WHAT THE EXERCISE ASKS → Pick out and copy every line of the listing that contains the word "apartment".

DATASET EXTRACT →
········
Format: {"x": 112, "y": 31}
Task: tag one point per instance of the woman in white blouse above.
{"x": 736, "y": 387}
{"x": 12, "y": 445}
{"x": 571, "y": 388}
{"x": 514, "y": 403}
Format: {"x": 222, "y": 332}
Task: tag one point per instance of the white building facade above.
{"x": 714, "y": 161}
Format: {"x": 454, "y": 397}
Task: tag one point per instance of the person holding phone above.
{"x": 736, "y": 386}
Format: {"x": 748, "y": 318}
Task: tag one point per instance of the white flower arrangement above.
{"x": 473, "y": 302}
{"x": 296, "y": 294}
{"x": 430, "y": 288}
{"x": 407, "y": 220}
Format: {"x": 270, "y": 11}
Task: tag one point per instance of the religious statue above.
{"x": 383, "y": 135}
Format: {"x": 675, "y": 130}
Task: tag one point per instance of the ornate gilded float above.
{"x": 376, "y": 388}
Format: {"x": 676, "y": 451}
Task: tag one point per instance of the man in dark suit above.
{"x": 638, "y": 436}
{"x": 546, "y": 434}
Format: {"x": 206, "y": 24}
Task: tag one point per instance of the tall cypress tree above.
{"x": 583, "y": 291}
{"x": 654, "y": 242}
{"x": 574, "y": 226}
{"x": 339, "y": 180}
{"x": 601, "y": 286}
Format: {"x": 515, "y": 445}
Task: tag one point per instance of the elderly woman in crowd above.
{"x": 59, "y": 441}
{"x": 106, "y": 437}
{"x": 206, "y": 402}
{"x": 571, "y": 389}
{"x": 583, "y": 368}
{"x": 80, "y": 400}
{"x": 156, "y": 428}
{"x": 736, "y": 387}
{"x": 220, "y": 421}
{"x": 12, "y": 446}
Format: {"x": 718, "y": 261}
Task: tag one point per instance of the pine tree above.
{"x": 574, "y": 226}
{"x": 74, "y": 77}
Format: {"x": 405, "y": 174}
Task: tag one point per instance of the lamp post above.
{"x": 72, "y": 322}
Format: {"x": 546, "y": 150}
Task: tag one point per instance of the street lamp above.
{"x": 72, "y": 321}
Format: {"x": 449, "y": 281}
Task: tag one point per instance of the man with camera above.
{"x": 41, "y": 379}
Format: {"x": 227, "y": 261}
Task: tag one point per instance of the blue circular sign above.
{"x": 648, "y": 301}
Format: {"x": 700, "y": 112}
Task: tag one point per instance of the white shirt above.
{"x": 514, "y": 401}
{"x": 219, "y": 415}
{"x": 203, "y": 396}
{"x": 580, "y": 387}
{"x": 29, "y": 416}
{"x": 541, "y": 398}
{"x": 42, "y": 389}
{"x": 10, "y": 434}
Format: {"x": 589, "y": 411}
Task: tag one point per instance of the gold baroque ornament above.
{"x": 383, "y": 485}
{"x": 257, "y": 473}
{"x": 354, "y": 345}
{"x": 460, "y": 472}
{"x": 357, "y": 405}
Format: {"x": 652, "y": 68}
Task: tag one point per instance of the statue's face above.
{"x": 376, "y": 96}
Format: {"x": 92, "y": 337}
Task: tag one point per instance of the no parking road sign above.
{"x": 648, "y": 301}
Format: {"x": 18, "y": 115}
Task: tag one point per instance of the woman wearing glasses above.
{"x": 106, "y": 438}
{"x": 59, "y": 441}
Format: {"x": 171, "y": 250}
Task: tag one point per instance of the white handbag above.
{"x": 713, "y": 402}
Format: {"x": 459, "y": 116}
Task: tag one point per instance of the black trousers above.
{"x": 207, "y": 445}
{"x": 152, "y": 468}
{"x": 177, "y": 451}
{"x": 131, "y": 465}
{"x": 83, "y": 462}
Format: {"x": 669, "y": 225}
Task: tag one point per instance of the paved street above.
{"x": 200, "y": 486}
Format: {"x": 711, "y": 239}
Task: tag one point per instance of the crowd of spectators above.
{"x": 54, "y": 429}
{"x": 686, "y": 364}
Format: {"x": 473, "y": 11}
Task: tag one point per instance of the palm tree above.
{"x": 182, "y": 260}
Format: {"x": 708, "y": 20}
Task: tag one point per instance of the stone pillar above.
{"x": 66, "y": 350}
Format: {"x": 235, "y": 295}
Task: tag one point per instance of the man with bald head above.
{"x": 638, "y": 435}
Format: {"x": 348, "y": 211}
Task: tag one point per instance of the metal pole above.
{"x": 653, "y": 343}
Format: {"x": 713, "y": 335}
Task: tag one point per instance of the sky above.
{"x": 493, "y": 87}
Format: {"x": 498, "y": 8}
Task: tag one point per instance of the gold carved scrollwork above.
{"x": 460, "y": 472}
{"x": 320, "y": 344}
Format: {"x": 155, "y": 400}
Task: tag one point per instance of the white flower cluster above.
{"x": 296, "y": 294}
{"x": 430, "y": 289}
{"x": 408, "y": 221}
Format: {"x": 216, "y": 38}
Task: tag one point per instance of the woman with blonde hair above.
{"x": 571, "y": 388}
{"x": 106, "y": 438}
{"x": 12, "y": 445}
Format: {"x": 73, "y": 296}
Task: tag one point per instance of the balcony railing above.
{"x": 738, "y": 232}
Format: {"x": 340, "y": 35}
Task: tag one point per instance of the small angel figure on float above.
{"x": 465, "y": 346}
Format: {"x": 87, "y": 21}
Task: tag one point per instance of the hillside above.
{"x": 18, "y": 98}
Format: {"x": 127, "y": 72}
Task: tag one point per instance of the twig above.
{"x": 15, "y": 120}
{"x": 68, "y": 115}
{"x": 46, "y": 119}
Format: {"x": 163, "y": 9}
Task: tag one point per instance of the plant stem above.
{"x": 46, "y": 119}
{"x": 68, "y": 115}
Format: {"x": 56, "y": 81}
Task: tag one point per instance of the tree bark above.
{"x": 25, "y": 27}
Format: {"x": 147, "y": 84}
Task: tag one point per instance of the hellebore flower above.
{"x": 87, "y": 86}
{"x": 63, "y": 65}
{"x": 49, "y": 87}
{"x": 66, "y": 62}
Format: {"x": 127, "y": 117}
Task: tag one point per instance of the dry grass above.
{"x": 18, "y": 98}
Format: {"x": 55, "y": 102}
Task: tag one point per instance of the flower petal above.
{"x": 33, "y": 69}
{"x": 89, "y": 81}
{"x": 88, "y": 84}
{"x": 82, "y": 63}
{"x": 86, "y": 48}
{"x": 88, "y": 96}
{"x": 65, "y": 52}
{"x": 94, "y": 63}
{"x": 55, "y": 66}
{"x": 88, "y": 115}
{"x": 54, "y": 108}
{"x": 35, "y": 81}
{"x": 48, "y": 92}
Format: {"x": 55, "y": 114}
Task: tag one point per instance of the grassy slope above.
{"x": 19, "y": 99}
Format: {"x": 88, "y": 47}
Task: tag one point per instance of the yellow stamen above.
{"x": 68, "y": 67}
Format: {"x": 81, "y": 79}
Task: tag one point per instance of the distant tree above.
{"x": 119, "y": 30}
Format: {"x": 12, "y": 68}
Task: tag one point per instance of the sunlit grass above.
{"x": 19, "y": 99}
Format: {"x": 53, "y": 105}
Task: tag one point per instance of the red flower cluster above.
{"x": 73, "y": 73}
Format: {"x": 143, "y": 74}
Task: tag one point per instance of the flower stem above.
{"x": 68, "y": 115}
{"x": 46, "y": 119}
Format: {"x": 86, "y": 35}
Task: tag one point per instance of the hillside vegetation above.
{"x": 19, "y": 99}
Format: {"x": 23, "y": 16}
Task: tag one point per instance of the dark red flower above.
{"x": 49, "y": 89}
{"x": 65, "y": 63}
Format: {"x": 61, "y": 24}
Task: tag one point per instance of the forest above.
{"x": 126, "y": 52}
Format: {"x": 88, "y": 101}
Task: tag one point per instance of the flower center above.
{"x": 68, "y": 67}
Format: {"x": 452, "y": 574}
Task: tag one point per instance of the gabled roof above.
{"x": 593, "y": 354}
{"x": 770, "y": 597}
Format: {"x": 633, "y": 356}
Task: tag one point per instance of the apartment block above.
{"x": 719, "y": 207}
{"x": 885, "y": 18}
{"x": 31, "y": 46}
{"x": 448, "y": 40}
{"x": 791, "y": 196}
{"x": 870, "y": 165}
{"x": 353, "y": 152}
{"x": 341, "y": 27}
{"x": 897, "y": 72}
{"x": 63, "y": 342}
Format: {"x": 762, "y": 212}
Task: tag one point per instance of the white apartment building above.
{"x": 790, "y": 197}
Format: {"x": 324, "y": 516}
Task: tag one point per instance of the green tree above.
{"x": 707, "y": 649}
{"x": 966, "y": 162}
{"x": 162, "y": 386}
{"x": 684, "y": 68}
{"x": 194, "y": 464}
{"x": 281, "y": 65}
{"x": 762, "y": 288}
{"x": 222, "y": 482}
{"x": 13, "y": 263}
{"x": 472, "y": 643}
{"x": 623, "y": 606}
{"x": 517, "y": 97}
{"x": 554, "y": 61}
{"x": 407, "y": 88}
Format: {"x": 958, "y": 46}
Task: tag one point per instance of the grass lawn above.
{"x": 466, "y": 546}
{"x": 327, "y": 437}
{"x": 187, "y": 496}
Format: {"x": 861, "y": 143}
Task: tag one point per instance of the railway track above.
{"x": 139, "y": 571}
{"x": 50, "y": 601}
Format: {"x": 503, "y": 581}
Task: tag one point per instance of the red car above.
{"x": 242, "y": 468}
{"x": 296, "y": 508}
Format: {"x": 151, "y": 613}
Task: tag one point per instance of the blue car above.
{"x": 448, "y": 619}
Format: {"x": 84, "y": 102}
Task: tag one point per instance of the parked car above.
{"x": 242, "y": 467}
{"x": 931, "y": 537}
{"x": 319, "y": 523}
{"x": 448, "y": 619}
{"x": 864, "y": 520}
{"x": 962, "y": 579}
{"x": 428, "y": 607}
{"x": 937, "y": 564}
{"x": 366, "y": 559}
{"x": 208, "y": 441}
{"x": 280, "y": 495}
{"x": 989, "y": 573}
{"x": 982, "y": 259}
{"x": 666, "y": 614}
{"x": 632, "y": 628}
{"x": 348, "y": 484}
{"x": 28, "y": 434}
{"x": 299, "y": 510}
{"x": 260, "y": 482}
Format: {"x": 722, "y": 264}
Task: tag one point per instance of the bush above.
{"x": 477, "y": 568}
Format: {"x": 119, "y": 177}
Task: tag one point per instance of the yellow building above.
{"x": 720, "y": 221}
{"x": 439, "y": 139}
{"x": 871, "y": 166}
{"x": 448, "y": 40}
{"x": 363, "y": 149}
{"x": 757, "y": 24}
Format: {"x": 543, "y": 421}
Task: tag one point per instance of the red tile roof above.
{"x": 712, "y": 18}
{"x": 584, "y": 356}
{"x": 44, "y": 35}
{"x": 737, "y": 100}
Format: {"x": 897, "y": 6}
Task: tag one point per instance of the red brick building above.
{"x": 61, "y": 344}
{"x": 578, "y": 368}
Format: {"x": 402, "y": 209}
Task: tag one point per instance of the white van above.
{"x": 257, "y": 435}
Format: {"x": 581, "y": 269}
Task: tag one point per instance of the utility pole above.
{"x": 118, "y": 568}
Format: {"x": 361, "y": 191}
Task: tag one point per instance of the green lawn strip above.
········
FINAL RESULT →
Task: tag one point per instance of the apartment block above.
Task: tag one point per instance of the white apartment building above.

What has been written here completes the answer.